Would you please copy out each entry exactly?

• • • • • • •

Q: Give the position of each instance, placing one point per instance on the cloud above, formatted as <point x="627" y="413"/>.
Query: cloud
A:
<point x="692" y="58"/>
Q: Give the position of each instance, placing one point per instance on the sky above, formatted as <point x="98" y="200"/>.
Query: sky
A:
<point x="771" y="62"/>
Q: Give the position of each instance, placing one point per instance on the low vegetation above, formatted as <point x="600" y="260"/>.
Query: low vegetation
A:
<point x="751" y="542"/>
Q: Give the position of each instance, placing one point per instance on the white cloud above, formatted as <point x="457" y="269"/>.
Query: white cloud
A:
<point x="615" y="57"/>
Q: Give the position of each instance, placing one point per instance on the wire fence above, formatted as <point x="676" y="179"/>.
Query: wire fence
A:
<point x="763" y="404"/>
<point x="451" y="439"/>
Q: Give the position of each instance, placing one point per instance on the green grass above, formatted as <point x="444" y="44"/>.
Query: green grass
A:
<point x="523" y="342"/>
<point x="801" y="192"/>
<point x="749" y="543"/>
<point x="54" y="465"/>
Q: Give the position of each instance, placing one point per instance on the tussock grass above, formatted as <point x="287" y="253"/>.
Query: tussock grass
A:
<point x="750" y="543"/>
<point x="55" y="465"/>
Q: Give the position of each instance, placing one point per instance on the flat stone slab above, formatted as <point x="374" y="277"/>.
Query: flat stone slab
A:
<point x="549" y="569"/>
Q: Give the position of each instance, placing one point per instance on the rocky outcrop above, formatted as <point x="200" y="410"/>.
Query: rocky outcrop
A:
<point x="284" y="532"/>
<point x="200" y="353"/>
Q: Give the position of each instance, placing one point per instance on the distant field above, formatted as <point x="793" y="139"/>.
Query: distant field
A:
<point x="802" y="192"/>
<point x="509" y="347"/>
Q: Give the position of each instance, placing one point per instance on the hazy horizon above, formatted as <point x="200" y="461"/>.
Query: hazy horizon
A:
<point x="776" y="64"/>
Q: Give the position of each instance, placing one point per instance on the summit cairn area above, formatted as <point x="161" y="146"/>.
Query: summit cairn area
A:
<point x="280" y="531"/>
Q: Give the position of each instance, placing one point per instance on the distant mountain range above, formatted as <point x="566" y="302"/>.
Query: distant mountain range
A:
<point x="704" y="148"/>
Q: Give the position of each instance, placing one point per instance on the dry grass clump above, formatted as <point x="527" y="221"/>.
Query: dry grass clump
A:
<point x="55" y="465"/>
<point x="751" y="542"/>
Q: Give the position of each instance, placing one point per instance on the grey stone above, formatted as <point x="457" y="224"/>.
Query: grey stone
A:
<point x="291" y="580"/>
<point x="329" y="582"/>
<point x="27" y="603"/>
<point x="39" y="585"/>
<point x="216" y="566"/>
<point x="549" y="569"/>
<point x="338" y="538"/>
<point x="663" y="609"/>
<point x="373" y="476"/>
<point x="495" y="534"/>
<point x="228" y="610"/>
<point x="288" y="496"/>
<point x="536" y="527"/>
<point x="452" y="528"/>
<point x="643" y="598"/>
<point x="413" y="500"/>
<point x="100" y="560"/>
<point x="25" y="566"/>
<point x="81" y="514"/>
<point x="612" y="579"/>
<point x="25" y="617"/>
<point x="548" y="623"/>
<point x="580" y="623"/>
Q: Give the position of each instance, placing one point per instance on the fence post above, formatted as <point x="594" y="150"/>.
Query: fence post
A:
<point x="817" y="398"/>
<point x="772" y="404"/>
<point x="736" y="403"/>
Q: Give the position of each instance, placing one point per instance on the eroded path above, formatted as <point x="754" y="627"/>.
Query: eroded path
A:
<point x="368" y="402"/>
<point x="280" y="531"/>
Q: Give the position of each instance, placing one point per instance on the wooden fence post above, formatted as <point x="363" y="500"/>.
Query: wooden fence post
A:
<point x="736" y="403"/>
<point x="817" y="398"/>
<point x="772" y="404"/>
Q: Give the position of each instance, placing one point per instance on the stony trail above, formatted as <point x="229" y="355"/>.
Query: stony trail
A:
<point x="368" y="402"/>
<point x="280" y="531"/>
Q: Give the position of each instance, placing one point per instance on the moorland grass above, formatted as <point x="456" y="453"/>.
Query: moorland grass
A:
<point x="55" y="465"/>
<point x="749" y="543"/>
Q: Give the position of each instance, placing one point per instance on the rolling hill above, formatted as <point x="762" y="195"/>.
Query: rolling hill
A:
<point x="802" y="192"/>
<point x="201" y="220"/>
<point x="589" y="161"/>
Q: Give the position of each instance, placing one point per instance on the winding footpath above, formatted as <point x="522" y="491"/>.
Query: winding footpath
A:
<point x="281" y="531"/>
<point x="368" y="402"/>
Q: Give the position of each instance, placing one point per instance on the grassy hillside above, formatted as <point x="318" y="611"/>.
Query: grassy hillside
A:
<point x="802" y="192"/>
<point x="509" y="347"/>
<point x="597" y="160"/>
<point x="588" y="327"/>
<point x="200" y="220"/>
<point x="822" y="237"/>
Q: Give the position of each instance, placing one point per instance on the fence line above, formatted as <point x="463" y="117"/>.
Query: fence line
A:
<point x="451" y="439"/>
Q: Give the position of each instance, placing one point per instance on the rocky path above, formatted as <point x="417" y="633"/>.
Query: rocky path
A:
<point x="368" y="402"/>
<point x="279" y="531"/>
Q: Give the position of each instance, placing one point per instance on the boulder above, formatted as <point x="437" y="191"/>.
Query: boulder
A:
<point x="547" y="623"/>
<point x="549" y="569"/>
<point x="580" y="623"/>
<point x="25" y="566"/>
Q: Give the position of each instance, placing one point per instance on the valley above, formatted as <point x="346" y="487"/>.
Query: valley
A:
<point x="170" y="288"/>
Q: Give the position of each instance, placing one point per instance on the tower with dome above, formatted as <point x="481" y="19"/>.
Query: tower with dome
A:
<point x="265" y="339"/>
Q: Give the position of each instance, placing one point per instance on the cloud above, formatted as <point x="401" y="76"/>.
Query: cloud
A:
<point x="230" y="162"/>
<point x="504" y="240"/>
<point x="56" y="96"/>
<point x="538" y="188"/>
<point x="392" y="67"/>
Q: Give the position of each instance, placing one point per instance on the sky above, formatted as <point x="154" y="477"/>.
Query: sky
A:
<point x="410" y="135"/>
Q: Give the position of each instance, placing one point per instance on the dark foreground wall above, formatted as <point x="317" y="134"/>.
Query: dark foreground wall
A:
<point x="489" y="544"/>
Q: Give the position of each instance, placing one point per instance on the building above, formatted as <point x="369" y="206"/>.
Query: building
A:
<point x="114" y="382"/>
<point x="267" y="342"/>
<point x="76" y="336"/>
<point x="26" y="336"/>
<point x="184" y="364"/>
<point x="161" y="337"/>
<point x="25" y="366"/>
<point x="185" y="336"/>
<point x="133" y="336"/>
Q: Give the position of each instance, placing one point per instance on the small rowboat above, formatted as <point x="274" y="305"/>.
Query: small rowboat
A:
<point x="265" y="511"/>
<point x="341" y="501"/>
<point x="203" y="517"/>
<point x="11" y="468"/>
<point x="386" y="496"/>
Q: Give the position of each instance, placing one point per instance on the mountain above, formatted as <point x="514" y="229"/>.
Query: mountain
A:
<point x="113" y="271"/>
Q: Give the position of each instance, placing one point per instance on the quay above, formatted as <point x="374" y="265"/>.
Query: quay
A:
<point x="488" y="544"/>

• • • • • • •

> _REPLY_:
Q: Give the position of each instance, placing one point per instance on the cloud above, formatted as <point x="627" y="413"/>.
Query: cloud
A:
<point x="692" y="58"/>
Q: Give the position of each instance, placing one point per instance on the sky above, formatted as <point x="98" y="200"/>.
Query: sky
A:
<point x="771" y="62"/>
Q: Give the position of each instance, placing one point per instance on the low vegetation above, formatted as <point x="600" y="260"/>.
Query: low vegetation
A:
<point x="751" y="542"/>
Q: Give the position of each instance, placing one point per instance on the white cloud above, formatted as <point x="457" y="269"/>.
Query: white cloud
A:
<point x="615" y="57"/>
Q: Give the position of each instance, placing one point per instance on the wire fence above, formatted as <point x="676" y="179"/>.
Query: wire fence
A:
<point x="763" y="404"/>
<point x="451" y="439"/>
Q: Give the position of each instance, placing one point per instance on the green grass above, formatted as <point x="444" y="44"/>.
Query: green grass
A:
<point x="523" y="342"/>
<point x="801" y="192"/>
<point x="749" y="543"/>
<point x="54" y="465"/>
Q: Give the position of each instance, placing one point per instance on the tussock grass above, formatted as <point x="287" y="253"/>.
Query: tussock grass
A:
<point x="750" y="543"/>
<point x="55" y="465"/>
Q: Give the position of each instance, placing one point per instance on the flat stone slab above, formatted as <point x="374" y="277"/>.
Query: flat stone slab
A:
<point x="549" y="569"/>
Q: Give the position of each instance, placing one point per instance on the rocky outcrop above, formatted as <point x="200" y="410"/>.
Query: rocky outcrop
A:
<point x="284" y="532"/>
<point x="200" y="353"/>
Q: Give the position of each instance, placing one point per instance on the distant field above, formatted as <point x="793" y="139"/>.
Query: distant field
A:
<point x="802" y="192"/>
<point x="509" y="347"/>
Q: Give the position of each instance, placing one point per instance on the hazy horizon above, formatted as <point x="200" y="461"/>.
Query: hazy horizon
A:
<point x="776" y="64"/>
Q: Give the position of each instance, placing one point per instance on the summit cairn area above, formatted as <point x="161" y="146"/>.
Query: summit cairn area
A:
<point x="280" y="531"/>
Q: Give the position of each instance, placing one point per instance on the distant mountain range above, formatted as <point x="566" y="302"/>.
Query: distant mountain range
A:
<point x="704" y="148"/>
Q: Give the position of each instance, placing one point per instance on the dry grass clump above, formatted as <point x="527" y="221"/>.
Query: dry grass clump
A:
<point x="55" y="465"/>
<point x="751" y="542"/>
Q: Give the position of each instance, placing one point per instance on the grey stone above, formatted as <point x="457" y="224"/>.
Query: grey stone
A:
<point x="291" y="580"/>
<point x="329" y="582"/>
<point x="27" y="603"/>
<point x="39" y="585"/>
<point x="216" y="566"/>
<point x="549" y="569"/>
<point x="338" y="538"/>
<point x="663" y="609"/>
<point x="373" y="476"/>
<point x="495" y="534"/>
<point x="228" y="610"/>
<point x="288" y="496"/>
<point x="536" y="527"/>
<point x="452" y="528"/>
<point x="643" y="598"/>
<point x="413" y="500"/>
<point x="100" y="560"/>
<point x="25" y="566"/>
<point x="81" y="514"/>
<point x="612" y="579"/>
<point x="25" y="617"/>
<point x="548" y="623"/>
<point x="580" y="623"/>
Q: Give the position of each instance, placing one point per instance on the fence post above, formatted as <point x="594" y="150"/>.
Query: fence post
A:
<point x="817" y="398"/>
<point x="772" y="404"/>
<point x="736" y="403"/>
Q: Give the position of each instance, placing one point per instance on the eroded path above, formatted as <point x="754" y="627"/>.
Query: eroded path
A:
<point x="368" y="402"/>
<point x="280" y="531"/>
Q: Give the position of each instance, placing one point per instance on the wooden fence post above, formatted as <point x="363" y="500"/>.
Query: wooden fence post
A:
<point x="736" y="403"/>
<point x="817" y="398"/>
<point x="772" y="404"/>
Q: Give the position of each instance, placing one point per instance on the stony trail above, formatted as <point x="229" y="355"/>.
Query: stony trail
A:
<point x="368" y="402"/>
<point x="280" y="531"/>
Q: Give the position of each instance, placing one point per instance on the moorland grass above, formatted as <point x="456" y="453"/>.
Query: moorland grass
A:
<point x="55" y="465"/>
<point x="749" y="543"/>
Q: Give the position of each instance, placing one point per instance on the rolling hill above, formatted as <point x="762" y="195"/>.
Query: rolling hill
A:
<point x="802" y="192"/>
<point x="201" y="220"/>
<point x="589" y="161"/>
Q: Give the position of each instance, placing one point per instance on the winding footpath above, formatted as <point x="522" y="491"/>.
Query: winding footpath
A:
<point x="281" y="531"/>
<point x="368" y="402"/>
Q: Give the position of each instance, placing one point per instance on the grassy hillside above, formatted as <point x="318" y="611"/>.
Query: grassy hillside
A:
<point x="802" y="192"/>
<point x="509" y="347"/>
<point x="597" y="160"/>
<point x="588" y="327"/>
<point x="200" y="220"/>
<point x="822" y="237"/>
Q: Give the position of each instance, placing one point per instance on the fence line above, formatted as <point x="463" y="117"/>.
Query: fence line
A:
<point x="451" y="439"/>
Q: Give the position of each instance, placing one point per instance on the rocky path above, formatted as <point x="417" y="633"/>.
Query: rocky path
A:
<point x="368" y="402"/>
<point x="279" y="531"/>
Q: Give the position of each instance, placing one point per instance on the boulder above, formatted as <point x="437" y="191"/>.
Query: boulder
A:
<point x="547" y="623"/>
<point x="549" y="569"/>
<point x="580" y="623"/>
<point x="25" y="566"/>
Q: Give the position of each instance, placing one point per instance on the valley above, formatted as <point x="346" y="487"/>.
Query: valley
A:
<point x="170" y="288"/>
Q: Give the position of each instance, placing one point per instance on the tower with dome above, formatted as <point x="481" y="19"/>.
Query: tower with dome
A:
<point x="265" y="339"/>
Q: Give the position of each instance, placing one point per instance on the cloud above, formatted as <point x="401" y="76"/>.
Query: cloud
A:
<point x="230" y="162"/>
<point x="504" y="240"/>
<point x="56" y="96"/>
<point x="538" y="188"/>
<point x="392" y="67"/>
Q: Give the position of each instance, placing one point per instance on the sky above, formatted as <point x="154" y="477"/>.
Query: sky
A:
<point x="410" y="135"/>
Q: Give the position of each instance, placing one point per instance on the dark foreground wall above, formatted as <point x="317" y="134"/>.
Query: dark foreground wall
A:
<point x="489" y="544"/>
Q: Give the position of each instance, placing one point per instance on the building above, formatted as <point x="369" y="206"/>.
Query: building
A:
<point x="114" y="382"/>
<point x="267" y="342"/>
<point x="76" y="336"/>
<point x="26" y="336"/>
<point x="184" y="364"/>
<point x="161" y="337"/>
<point x="25" y="366"/>
<point x="185" y="336"/>
<point x="133" y="336"/>
Q: Give the position of each instance, placing one point per instance on the small rowboat above, formatted as <point x="274" y="305"/>.
Query: small rowboat
A:
<point x="265" y="511"/>
<point x="341" y="501"/>
<point x="203" y="517"/>
<point x="11" y="468"/>
<point x="386" y="496"/>
Q: Give the position of each instance, placing one point per instance on the mountain above, formatted as <point x="514" y="229"/>.
Query: mountain
A:
<point x="113" y="271"/>
Q: Give the position of each instance, placing one point per instance on the quay above, formatted as <point x="374" y="265"/>.
Query: quay
A:
<point x="488" y="544"/>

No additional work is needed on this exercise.